# Aim of the exercise
Rewrite the lines below with "innermost point" changed to "center point" everywhere it appears, leaving everything else the same.

# Extracted entries
******

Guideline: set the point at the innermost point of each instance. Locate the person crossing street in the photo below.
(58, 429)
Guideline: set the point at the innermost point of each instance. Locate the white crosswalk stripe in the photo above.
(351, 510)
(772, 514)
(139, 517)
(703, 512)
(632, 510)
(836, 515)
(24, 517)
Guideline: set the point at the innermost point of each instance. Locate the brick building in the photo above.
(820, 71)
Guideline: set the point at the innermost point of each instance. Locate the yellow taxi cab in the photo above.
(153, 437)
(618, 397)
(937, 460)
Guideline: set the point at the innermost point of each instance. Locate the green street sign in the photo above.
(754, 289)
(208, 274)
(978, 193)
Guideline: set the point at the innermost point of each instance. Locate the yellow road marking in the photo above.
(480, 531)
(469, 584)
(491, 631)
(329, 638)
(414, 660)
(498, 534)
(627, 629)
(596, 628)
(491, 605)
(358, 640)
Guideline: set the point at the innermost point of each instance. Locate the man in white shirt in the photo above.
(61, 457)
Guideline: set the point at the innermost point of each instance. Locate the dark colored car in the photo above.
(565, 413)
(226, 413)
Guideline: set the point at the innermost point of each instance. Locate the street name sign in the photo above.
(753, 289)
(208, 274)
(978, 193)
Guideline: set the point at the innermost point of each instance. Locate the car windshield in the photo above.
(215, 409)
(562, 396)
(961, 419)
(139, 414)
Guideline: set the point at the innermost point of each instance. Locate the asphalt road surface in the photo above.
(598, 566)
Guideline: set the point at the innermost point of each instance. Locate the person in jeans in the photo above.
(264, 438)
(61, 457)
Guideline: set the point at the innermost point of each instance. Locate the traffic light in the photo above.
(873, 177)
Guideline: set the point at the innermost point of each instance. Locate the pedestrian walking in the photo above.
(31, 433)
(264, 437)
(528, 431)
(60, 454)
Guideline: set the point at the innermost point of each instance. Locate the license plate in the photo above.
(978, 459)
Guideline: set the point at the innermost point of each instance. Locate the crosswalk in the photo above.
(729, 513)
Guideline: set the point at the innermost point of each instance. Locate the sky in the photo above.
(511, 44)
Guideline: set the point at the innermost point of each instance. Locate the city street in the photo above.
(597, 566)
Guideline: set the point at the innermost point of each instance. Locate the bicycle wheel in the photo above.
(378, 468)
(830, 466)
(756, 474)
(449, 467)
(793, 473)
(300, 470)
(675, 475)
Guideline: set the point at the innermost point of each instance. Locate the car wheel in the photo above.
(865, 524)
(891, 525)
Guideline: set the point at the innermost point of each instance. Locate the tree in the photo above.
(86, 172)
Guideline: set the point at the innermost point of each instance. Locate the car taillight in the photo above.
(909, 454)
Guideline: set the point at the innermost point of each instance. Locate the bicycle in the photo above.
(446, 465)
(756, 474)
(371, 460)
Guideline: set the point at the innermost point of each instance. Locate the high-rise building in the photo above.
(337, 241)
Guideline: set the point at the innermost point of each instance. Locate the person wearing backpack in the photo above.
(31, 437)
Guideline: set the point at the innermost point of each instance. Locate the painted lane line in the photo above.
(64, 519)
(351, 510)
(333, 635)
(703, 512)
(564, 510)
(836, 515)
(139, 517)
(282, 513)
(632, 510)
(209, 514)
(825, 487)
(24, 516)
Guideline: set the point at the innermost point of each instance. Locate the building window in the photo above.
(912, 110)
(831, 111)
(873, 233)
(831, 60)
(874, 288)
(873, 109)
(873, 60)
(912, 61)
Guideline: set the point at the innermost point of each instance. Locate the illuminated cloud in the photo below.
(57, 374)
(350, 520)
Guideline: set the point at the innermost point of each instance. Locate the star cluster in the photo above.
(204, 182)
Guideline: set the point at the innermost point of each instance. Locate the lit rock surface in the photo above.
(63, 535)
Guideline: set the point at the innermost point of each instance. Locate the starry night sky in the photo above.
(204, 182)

******

# Exercise answer
Guideline: set the point at the center point of each instance. Locate the person crossing street in the photo below.
(58, 429)
Guideline: set the point at the center point of each instance. Locate the white crosswalk stripe in the photo above.
(351, 510)
(772, 514)
(139, 517)
(703, 512)
(632, 510)
(836, 515)
(24, 517)
Guideline: set the point at the center point of each instance. Locate the brick building in the photo above.
(820, 71)
Guideline: set the point at the center point of each instance. Locate the yellow taxi cab in the photo above.
(153, 437)
(618, 397)
(937, 460)
Guideline: set the point at the center point of each instance. Locate the green street sign in the photo above.
(754, 289)
(208, 274)
(978, 193)
Guideline: set the point at the center point of each instance. Locate the yellow road marking in the photo above.
(480, 531)
(469, 584)
(491, 631)
(329, 638)
(414, 660)
(498, 534)
(627, 629)
(596, 628)
(491, 605)
(358, 640)
Guideline: set the point at the center point of each instance. Locate the man in white shirt in the photo above.
(61, 457)
Guideline: set the point at the center point of each instance. Locate the dark colored car in the photo above.
(565, 413)
(226, 413)
Guideline: set the point at the center point of each instance. Locate the street name sign in the photo above.
(753, 289)
(208, 274)
(978, 193)
Guideline: set the point at the center point of each instance. Locate the car windshield in the photo above.
(215, 409)
(562, 396)
(961, 419)
(139, 414)
Guideline: set the point at the center point of each instance. Locate the asphalt road surface in the photo above.
(598, 566)
Guideline: set the point at the center point of each instance. Locate the person in jeans in the photo above.
(264, 438)
(61, 457)
Guideline: set the point at the center point of each instance. Locate the traffic light in the photo above.
(873, 177)
Guideline: set the point at the center point of each instance. Locate the pedestrian walking in the photo above.
(31, 433)
(264, 437)
(528, 431)
(60, 454)
Guideline: set the point at the center point of each instance. Locate the license plate in the photo above.
(978, 459)
Guideline: set the point at the center point of each instance. Locate the crosswalk in the photo above.
(729, 513)
Guideline: set the point at the center point of each instance. Locate the sky in the photo above.
(511, 44)
Guideline: set the point at the center point of each instance. Locate the city street in the photo above.
(597, 566)
Guideline: set the point at the center point of each instance. Locate the bicycle wheel in the photo above.
(378, 468)
(830, 466)
(756, 474)
(449, 467)
(793, 473)
(300, 470)
(675, 475)
Guideline: set the point at the center point of each instance. Locate the car wheel in the photo above.
(865, 524)
(891, 525)
Guideline: set the point at the center point of each instance. Locate the tree in the photo above.
(86, 172)
Guideline: set the point at the center point of each instance. Locate the car taillight in the photo above.
(909, 454)
Guideline: set the point at the center point of each instance. Locate the bicycle in the photo above.
(446, 465)
(756, 474)
(371, 460)
Guideline: set the point at the center point of each instance. Locate the high-rise building in the photo above.
(337, 241)
Guideline: set the point at the center point of each instance. Locate the person wearing backpack in the photo above.
(31, 437)
Guideline: set the point at the center point of each instance. Locate the painted lane line in the photo above.
(64, 519)
(351, 510)
(333, 635)
(703, 512)
(564, 510)
(836, 515)
(139, 517)
(282, 513)
(632, 510)
(209, 514)
(825, 487)
(24, 516)
Guideline: set the point at the center point of each instance. Locate the building window in the photo above.
(912, 110)
(831, 111)
(873, 233)
(831, 60)
(874, 288)
(873, 109)
(873, 60)
(912, 61)
Guideline: set the point at the center point of each instance. Locate the illuminated cloud in the photo below.
(57, 374)
(350, 520)
Guideline: set the point at the center point of each instance. Locate the star cluster in the photo above.
(204, 182)
Guideline: set the point at the center point of each instance. Locate the lit rock surface in the photo above.
(63, 535)
Guideline: set the point at the center point of each instance. Locate the starry night sky in the photo above.
(204, 182)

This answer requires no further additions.